**REQUIREMENT**
Check every line of the material below for "flag". Give the number of lines that have it, and only that.
*** Opening of ENTRIES PROVIDED ***
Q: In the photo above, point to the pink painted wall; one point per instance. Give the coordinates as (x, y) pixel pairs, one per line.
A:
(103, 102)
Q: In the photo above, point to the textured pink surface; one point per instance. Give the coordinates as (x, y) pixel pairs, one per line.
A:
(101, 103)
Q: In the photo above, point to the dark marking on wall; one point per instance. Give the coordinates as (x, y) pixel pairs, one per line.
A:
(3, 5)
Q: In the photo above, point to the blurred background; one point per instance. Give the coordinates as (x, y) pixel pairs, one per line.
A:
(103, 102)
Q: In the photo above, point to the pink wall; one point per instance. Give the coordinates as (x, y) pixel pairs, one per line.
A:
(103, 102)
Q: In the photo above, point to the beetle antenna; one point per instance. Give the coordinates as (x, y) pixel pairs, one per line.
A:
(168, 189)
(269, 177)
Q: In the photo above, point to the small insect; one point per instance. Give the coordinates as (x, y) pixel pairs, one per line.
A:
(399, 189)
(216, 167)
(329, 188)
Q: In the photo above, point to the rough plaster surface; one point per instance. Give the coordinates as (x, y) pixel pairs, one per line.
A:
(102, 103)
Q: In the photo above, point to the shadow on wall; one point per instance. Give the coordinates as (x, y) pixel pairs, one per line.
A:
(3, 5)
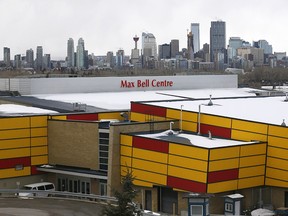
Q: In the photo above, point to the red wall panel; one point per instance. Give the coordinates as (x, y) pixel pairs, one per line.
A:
(34, 171)
(148, 109)
(216, 131)
(223, 175)
(184, 184)
(84, 117)
(12, 162)
(150, 144)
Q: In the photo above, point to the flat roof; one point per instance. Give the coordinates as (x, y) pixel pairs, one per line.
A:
(195, 140)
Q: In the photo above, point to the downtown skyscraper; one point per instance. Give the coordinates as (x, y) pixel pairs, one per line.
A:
(217, 39)
(80, 54)
(39, 58)
(196, 36)
(70, 53)
(7, 59)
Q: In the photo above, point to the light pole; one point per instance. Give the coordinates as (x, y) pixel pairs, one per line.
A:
(181, 118)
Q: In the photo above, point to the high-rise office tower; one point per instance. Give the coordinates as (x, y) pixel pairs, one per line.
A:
(264, 45)
(70, 53)
(149, 46)
(196, 36)
(135, 57)
(174, 48)
(39, 58)
(120, 58)
(217, 38)
(17, 61)
(80, 54)
(164, 51)
(47, 62)
(110, 59)
(30, 58)
(7, 59)
(190, 47)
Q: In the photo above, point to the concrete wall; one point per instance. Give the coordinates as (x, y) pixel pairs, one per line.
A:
(112, 84)
(73, 144)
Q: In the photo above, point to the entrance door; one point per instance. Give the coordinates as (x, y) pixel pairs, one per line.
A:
(148, 200)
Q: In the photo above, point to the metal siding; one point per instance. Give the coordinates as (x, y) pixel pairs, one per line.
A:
(188, 174)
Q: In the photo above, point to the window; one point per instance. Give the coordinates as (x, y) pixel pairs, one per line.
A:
(103, 187)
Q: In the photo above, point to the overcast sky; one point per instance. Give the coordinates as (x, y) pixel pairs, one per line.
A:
(108, 25)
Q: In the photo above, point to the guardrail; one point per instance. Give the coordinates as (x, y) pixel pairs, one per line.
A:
(57, 194)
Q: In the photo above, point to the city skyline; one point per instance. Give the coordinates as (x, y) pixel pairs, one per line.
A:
(51, 23)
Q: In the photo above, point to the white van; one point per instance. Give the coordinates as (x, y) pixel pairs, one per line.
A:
(33, 188)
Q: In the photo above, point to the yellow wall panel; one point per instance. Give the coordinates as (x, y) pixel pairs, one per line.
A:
(277, 152)
(187, 174)
(126, 140)
(188, 151)
(58, 117)
(150, 177)
(15, 134)
(251, 171)
(249, 126)
(278, 142)
(149, 166)
(247, 136)
(253, 149)
(36, 132)
(277, 163)
(188, 163)
(38, 141)
(14, 143)
(142, 183)
(14, 153)
(126, 161)
(189, 126)
(150, 155)
(252, 161)
(126, 150)
(42, 150)
(276, 183)
(223, 164)
(222, 186)
(176, 114)
(223, 153)
(13, 123)
(215, 120)
(38, 121)
(276, 174)
(278, 131)
(39, 160)
(138, 117)
(251, 182)
(10, 173)
(112, 115)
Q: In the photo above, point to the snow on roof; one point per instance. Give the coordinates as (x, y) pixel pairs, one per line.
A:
(19, 109)
(121, 100)
(195, 140)
(262, 109)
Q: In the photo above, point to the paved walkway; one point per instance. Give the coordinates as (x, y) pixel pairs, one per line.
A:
(47, 207)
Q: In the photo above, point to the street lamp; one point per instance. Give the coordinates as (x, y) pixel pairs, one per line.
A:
(210, 103)
(181, 118)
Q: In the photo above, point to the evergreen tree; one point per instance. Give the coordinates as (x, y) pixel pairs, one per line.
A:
(125, 205)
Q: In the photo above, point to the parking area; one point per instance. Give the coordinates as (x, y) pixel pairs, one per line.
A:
(48, 207)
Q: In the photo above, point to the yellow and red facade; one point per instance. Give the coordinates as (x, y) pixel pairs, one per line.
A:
(218, 169)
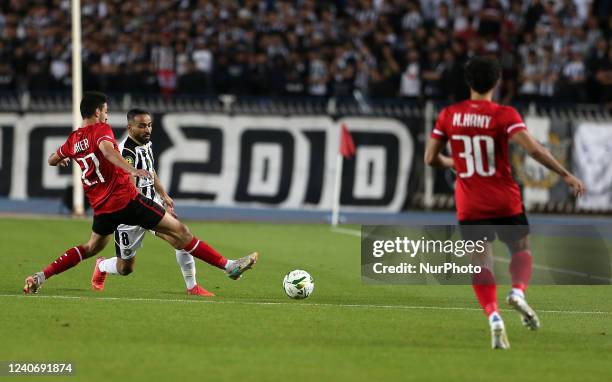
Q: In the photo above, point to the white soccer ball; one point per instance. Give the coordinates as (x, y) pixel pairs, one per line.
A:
(298, 284)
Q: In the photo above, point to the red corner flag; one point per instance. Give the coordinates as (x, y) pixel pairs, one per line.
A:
(347, 146)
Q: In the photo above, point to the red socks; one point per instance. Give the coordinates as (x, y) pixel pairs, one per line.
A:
(66, 261)
(520, 269)
(203, 251)
(486, 290)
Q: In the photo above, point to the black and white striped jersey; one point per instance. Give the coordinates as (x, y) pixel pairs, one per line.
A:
(141, 157)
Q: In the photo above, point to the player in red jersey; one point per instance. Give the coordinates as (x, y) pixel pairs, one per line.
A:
(486, 195)
(115, 200)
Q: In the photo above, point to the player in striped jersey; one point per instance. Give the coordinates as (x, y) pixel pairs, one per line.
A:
(136, 150)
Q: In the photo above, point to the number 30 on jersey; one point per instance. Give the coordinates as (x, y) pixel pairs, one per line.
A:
(473, 155)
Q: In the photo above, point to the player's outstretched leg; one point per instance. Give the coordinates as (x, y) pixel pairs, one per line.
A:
(520, 269)
(178, 235)
(486, 293)
(69, 259)
(187, 265)
(99, 277)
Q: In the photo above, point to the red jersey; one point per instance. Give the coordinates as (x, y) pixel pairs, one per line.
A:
(478, 132)
(107, 187)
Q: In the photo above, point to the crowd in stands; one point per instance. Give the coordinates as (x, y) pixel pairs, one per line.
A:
(549, 50)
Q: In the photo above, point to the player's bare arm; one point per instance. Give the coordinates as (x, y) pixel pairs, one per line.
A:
(116, 159)
(56, 160)
(543, 156)
(434, 156)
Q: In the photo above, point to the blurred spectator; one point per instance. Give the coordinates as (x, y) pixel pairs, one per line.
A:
(409, 48)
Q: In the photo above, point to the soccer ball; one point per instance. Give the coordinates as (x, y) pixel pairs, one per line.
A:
(298, 284)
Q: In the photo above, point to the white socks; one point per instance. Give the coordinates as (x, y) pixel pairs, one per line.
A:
(109, 266)
(187, 265)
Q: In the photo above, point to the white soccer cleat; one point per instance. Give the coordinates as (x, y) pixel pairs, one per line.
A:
(34, 283)
(529, 318)
(499, 338)
(242, 265)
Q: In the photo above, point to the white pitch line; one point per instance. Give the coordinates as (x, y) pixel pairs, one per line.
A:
(365, 306)
(347, 231)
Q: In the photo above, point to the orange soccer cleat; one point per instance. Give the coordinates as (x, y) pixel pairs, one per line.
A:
(197, 290)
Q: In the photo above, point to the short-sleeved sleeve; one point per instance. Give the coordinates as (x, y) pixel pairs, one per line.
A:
(512, 122)
(65, 150)
(129, 155)
(104, 133)
(439, 131)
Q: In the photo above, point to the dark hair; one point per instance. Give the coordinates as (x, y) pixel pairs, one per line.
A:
(134, 112)
(90, 102)
(482, 73)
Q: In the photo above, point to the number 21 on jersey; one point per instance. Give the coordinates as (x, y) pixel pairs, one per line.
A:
(473, 155)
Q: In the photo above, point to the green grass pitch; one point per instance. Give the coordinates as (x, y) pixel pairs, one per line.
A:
(144, 327)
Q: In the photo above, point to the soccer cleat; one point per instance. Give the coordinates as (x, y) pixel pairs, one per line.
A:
(528, 316)
(197, 290)
(34, 283)
(499, 339)
(98, 278)
(242, 265)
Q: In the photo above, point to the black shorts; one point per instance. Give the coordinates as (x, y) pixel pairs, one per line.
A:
(509, 228)
(140, 211)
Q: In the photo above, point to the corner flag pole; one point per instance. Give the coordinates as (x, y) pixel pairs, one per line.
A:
(346, 149)
(337, 184)
(78, 208)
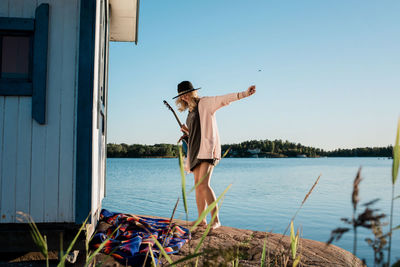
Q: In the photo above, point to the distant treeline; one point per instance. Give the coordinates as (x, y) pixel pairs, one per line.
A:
(255, 148)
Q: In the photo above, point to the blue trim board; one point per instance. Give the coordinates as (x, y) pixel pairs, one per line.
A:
(39, 77)
(17, 24)
(83, 200)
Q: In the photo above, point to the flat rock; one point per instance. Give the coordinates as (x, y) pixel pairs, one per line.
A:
(227, 245)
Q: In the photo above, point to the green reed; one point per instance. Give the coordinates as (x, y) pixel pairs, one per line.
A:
(395, 171)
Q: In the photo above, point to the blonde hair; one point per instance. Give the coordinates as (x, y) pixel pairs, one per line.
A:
(182, 105)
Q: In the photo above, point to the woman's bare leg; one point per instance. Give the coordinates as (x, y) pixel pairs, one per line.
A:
(204, 193)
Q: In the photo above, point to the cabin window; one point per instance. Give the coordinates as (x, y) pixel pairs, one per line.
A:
(16, 57)
(23, 59)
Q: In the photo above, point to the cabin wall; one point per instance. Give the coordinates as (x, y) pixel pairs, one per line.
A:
(99, 109)
(37, 162)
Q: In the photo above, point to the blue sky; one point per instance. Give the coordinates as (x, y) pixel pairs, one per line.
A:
(330, 70)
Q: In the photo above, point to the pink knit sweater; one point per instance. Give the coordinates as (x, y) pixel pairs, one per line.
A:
(210, 146)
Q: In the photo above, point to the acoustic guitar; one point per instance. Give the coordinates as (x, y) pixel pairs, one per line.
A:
(184, 138)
*** Close of ENTRIES PROVIDED ***
**ANSWER SECTION**
2